Exercise brief: Carry the interview about evaluating and giving feedback to interns forward, starting after its last sentence.

Selected excerpt:
*****
It's also helpful if evaluation [includes feedback on] the individual goals that an intern has for him or herself.
Q. What do you mean by behaviorally anchored?
McCutcheon: Content areas that we provide feedback about can sometimes be vague or abstract, and that leaves room for misunderstandings. Therefore the most effective feedback is specific and based in observable behavior. For example, if a supervisor provides feedback about an intern's ability to establish and maintain positive therapeutic relations, that skill is composed of many specific behaviors that can be identified and discussed. For example, an intern's personal warmth and empathy.
Q. Is there anything off the table?
McCutcheon: In professional practice, our personal behavior and conduct is an important element of our effectiveness, so frequently there's a need to comment upon the personal behavior of someone in training. However, evaluation that is of a personal nature that isn't relevant to the intern's professional performance is questionable.
*****
Given information:
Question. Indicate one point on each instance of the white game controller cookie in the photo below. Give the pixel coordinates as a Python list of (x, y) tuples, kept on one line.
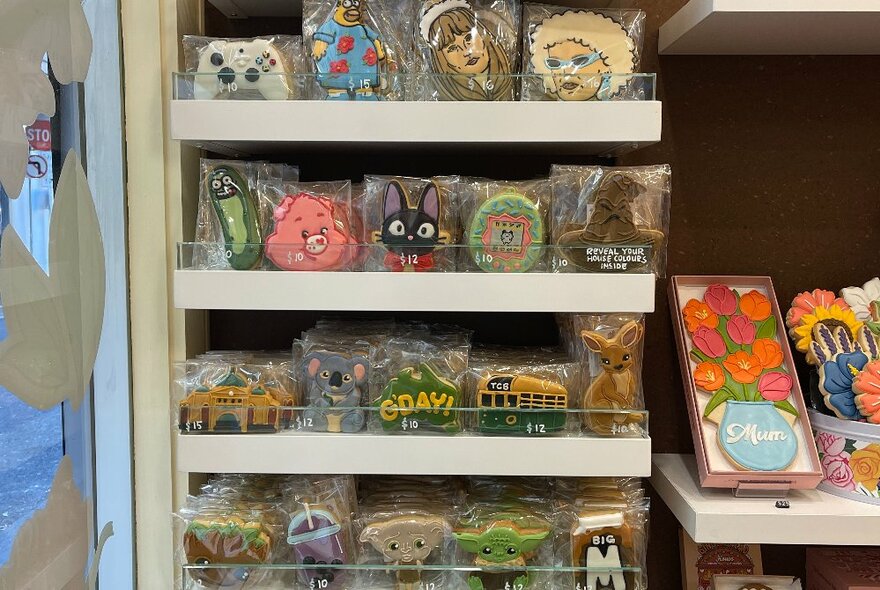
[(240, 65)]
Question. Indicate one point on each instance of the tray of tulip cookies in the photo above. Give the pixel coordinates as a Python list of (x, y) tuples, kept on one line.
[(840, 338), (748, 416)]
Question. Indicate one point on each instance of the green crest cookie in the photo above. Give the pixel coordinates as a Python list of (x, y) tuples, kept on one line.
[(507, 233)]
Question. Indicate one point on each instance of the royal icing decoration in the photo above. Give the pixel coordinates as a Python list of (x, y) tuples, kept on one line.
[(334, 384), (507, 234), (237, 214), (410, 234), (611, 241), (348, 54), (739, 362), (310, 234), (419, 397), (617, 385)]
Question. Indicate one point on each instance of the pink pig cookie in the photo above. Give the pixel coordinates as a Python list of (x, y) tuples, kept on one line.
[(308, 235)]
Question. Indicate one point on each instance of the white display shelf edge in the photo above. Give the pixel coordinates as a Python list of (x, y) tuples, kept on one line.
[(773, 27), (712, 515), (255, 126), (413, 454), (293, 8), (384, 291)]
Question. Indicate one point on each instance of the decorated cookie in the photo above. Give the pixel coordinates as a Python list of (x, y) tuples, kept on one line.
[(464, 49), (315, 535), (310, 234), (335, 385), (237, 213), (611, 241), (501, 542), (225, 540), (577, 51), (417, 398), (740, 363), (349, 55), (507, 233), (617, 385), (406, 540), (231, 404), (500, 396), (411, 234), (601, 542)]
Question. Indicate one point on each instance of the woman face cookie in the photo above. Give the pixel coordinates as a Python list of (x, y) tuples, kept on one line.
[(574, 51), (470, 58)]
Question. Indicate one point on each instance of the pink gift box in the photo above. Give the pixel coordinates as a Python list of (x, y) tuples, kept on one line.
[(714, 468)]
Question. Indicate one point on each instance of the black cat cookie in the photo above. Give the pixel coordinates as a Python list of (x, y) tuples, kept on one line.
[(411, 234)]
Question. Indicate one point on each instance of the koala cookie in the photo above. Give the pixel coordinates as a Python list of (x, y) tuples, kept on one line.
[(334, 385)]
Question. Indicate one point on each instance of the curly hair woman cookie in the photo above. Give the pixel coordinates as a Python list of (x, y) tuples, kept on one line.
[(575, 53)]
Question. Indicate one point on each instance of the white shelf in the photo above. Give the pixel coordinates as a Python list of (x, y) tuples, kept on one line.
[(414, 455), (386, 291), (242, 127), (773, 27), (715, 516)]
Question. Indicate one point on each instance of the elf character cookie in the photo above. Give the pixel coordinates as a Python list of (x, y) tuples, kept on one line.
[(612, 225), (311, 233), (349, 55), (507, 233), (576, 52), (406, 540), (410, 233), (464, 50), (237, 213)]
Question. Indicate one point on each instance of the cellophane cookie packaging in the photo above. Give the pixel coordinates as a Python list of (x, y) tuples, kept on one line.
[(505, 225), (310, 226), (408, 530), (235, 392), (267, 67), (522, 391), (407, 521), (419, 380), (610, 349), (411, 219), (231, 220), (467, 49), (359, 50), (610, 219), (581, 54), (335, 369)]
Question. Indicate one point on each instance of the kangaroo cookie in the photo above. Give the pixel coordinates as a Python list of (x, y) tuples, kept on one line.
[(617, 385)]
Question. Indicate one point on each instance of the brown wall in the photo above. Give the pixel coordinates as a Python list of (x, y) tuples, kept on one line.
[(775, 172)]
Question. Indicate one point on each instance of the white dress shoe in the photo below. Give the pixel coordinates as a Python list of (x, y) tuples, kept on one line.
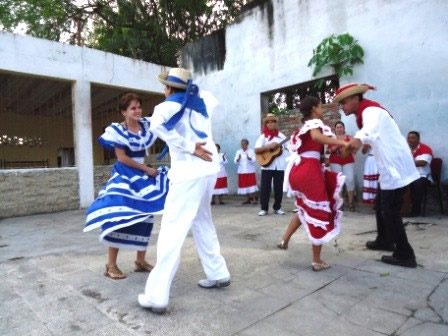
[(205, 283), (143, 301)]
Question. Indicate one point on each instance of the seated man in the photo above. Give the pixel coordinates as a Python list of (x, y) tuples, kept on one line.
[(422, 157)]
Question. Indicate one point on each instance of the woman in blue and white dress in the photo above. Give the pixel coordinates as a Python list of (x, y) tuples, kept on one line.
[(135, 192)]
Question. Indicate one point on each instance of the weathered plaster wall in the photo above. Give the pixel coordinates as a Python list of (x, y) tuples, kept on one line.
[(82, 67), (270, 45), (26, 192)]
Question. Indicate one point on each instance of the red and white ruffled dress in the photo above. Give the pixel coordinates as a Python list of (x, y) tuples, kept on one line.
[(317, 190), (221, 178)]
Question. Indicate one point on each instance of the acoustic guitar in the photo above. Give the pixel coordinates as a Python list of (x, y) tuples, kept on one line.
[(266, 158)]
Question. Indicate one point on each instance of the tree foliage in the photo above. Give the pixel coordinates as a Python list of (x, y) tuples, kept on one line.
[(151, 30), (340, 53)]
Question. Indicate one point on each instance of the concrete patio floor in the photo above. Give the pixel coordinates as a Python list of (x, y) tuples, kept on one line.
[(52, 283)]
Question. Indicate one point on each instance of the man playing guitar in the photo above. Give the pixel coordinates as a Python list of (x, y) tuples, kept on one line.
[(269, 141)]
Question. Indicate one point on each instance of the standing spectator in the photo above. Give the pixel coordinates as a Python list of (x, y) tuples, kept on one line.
*****
Answer space:
Cornish: If an intern is going through a divorce, for example, that's not supposed to be part of evaluation unless it's really interfering with their work with clients. The behaviors [evaluated] should be clear and measurable. Things like the ability to handle stress, relates well with colleagues, is dependable, is flexible, comes to work on time.
Campbell: If a supervisor doesn't quite know where to go with a supervisee and their situation, they could inadvertently begin moving toward a therapeutic stance with the student, exploring and making psychodynamic connections. That's quite unfair for the student because the student is already a person of lesser power and then would be also vulnerable to exploitation and having to [disclose personal information] that they should not have to share, as per Ethical Standard 7.04.
Weinberg: It's not uncommon for supervisors to inquire about and discuss issues related to our trainees' countertransference reactions, but it's always important [for supervisors] to be sensitive to the power imbalance between intern and supervisor.
Cornish: Another thing is, if, for example, an intern has some type of disability that they have asked for accommodations for, reasonable accommodations should always be given. [Interns] shouldn't be graded down for needing or asking for accommodations.
Q. How can interns make the most of the feedback they receive?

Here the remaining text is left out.